The task: Pick up the news article on Tecentriq's US approval for lung cancer and keep writing from the point where it stops.

Genentech’s Tecentriq wins US nod for lung cancer

by | 19th Oct 2016 | News

Roche-group Genentech's anti-PDL1 cancer immunotherapy Tecentriq has been approved in the US to treat certain forms of lung cancer, expanding its scope from the original bladder cancer indication.

Roche-group Genentech’s anti-PDL1 cancer immunotherapy Tecentriq has been approved in the US to treat certain forms of lung cancer, expanding its scope from the original bladder cancer indication.

The US Food and Drug Administration has cleared the drug’s use to treat advanced non-small cell lung cancer (NSCLC) in patients in whom platinum-containing chemotherapy has failed or is failing, regardless of their PD-L1 status.

The decision, which makes Tecentriq (atezolizumab) the first and only anti-PDL1 cancer immunotherapy approved by the FDA for metastatic NSCLC, is based on data from the randomised Phase III OAK and Phase II POPLAR studies.

The OAK trial showed that the drug helped people in the overall study population live a median of 13.8 months, 4.2 months longer than given docetaxel chemotherapy (median overall survival [OS]: 13.8 versus 9.6 months). Median OS in the POPLAR study was 12.6 months and 9.7 months, respectively.

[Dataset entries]
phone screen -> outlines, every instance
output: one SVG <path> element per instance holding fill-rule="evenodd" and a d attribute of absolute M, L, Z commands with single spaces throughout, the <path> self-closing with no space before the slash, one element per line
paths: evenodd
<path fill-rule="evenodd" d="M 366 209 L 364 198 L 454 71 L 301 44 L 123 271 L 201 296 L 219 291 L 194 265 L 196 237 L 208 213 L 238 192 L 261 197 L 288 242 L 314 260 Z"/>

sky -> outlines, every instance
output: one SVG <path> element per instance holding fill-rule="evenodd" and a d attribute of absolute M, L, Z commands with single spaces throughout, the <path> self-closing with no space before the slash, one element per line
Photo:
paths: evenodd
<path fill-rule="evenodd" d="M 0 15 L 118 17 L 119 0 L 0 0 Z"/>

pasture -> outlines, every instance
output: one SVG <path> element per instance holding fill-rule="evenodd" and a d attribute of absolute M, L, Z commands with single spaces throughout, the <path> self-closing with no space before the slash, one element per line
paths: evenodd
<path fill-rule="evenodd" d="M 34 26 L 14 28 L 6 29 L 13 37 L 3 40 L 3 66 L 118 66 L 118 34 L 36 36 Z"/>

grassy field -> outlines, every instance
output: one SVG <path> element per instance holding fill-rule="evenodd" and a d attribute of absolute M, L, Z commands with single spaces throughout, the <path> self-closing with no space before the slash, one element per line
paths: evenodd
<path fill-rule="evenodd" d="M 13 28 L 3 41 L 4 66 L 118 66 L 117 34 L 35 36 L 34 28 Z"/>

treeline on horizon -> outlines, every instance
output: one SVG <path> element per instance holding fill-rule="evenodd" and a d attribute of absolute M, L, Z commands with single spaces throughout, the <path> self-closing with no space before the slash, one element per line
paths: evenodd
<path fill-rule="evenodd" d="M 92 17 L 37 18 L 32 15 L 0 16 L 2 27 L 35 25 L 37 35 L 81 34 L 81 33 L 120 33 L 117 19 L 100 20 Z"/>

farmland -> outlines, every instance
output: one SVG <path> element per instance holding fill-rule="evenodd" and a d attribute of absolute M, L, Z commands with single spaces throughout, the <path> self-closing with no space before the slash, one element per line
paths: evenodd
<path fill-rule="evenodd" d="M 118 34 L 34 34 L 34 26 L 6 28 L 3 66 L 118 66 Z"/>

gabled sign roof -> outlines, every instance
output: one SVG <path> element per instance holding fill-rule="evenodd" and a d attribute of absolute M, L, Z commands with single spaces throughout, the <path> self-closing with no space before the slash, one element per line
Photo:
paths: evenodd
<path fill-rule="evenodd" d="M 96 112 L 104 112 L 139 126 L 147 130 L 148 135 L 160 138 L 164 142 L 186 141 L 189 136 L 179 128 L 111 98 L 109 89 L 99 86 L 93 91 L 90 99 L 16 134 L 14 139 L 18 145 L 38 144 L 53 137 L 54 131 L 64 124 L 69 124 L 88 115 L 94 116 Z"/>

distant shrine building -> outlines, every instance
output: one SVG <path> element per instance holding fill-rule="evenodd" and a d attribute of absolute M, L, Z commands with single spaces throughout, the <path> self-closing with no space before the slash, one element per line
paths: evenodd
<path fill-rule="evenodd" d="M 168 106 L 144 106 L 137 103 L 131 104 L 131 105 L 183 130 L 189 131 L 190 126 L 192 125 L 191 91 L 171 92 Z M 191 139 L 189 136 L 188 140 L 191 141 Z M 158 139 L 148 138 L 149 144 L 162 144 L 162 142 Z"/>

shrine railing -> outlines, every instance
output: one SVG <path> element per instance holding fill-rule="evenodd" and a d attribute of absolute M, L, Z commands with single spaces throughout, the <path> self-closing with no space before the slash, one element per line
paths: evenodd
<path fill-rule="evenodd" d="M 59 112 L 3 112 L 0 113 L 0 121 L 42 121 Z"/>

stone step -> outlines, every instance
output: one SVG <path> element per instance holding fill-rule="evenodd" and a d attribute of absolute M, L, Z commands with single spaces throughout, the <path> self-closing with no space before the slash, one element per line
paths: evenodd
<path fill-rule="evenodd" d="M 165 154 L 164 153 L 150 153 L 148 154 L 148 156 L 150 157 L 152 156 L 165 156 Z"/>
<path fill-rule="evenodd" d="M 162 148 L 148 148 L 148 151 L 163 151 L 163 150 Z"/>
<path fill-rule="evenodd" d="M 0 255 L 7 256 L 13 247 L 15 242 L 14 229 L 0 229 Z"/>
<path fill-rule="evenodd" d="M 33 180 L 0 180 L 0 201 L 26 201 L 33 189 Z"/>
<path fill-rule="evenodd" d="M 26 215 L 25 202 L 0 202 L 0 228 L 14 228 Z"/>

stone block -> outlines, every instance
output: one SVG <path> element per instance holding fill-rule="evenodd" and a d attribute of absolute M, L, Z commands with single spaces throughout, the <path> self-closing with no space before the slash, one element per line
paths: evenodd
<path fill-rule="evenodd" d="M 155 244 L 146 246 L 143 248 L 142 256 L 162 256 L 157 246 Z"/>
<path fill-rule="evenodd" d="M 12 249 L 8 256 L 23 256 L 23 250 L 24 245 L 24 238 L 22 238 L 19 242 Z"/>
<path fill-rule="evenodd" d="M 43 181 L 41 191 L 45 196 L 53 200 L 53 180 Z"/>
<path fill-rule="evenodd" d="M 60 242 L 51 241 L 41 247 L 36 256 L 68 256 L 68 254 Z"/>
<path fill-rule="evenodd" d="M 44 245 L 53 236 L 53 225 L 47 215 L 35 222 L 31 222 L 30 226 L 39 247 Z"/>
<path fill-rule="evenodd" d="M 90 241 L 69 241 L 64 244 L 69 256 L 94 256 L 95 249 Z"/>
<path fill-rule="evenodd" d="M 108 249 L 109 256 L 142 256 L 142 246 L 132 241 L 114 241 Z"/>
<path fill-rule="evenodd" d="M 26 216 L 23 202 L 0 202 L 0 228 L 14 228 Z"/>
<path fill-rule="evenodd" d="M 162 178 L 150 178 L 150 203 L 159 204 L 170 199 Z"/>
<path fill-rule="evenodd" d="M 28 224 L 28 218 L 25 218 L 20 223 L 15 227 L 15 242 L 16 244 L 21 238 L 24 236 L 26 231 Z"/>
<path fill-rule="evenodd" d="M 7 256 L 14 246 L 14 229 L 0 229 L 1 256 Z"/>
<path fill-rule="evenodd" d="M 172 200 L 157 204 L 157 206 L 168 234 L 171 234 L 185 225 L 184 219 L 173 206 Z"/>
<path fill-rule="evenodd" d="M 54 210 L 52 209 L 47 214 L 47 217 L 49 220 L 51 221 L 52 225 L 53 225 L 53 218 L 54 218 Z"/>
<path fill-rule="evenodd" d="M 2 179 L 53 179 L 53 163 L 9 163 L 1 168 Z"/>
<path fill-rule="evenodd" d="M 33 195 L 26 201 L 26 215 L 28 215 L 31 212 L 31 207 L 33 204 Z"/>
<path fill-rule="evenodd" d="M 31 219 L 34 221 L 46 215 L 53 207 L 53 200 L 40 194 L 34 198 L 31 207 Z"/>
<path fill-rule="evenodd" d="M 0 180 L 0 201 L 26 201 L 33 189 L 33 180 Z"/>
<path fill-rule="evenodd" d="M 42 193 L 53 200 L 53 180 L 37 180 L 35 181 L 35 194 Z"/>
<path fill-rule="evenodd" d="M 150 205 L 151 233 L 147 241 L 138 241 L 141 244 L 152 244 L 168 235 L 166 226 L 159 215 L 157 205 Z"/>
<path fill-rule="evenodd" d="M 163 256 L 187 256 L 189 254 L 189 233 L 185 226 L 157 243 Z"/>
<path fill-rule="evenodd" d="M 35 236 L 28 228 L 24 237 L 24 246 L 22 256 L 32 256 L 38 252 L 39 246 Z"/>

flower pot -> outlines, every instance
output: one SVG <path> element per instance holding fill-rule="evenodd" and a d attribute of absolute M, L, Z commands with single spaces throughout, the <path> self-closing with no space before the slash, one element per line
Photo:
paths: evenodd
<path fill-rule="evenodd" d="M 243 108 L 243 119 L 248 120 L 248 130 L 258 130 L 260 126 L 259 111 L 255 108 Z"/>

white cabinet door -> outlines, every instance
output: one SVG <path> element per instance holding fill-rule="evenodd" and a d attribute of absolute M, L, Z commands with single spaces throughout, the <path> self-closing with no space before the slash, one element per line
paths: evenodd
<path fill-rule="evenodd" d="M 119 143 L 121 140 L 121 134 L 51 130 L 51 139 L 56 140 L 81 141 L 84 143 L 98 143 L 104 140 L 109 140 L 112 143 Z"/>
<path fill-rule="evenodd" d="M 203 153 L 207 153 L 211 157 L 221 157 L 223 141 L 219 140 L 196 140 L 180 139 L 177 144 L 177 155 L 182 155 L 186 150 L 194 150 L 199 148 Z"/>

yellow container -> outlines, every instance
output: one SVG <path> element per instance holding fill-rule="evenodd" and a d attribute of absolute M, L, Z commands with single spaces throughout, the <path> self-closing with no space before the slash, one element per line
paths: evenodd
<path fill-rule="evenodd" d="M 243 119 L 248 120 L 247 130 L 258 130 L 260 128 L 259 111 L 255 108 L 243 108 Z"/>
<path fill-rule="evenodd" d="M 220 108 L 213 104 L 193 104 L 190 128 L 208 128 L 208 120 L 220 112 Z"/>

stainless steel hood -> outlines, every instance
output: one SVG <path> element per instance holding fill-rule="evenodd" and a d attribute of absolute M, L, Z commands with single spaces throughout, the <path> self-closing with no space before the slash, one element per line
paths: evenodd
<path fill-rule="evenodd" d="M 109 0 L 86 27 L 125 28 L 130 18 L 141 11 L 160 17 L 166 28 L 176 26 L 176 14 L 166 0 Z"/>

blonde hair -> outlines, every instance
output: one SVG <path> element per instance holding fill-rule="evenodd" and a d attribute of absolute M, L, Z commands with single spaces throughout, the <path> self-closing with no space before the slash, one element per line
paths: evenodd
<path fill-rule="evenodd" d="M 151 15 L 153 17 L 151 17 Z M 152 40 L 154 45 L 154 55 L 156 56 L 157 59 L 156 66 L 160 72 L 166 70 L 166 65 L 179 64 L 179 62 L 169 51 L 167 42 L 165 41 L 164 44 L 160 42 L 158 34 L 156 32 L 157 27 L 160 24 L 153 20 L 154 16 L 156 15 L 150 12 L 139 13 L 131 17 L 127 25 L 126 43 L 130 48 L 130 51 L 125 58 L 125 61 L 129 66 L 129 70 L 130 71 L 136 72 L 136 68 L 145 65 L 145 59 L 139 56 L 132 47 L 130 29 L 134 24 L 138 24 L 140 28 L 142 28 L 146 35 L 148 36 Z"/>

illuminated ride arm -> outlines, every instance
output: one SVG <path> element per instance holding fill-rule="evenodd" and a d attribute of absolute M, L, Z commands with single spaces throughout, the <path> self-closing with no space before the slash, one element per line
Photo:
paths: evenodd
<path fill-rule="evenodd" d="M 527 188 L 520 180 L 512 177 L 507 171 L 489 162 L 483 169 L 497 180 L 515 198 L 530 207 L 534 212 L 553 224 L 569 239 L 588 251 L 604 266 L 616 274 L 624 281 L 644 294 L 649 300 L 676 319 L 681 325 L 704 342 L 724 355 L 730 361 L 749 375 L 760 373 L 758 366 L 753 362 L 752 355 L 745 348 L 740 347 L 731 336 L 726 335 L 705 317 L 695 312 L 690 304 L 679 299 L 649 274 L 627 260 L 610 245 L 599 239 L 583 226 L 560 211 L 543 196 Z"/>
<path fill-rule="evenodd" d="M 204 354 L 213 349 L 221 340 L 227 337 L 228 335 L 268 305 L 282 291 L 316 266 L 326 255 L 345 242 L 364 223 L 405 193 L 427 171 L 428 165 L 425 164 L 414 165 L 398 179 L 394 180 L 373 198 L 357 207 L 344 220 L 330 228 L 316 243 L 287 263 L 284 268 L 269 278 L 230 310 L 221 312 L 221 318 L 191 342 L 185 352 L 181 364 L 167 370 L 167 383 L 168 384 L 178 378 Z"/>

Exercise result:
“Over the past 15 years, survival rates for advanced lung cancer have been consistently improving,” said lung cancer survivor Bonnie Addario, founder of the Bonnie Addario Lung Cancer Foundation (ALCF). “The approval of Tecentriq is another important step for patients by increasing the number of medicines available to people living with lung cancer.”

The drug’s development programme includes more than 15 clinical trials in lung cancer, including seven late-stage trials assessing its first-line use both alone or in combination with other medicines.

Tecentriq was approved in the US to treat locally advanced or metastatic urothelial carcinoma (mUC) who have disease progression during or following platinum-based chemotherapy back in May.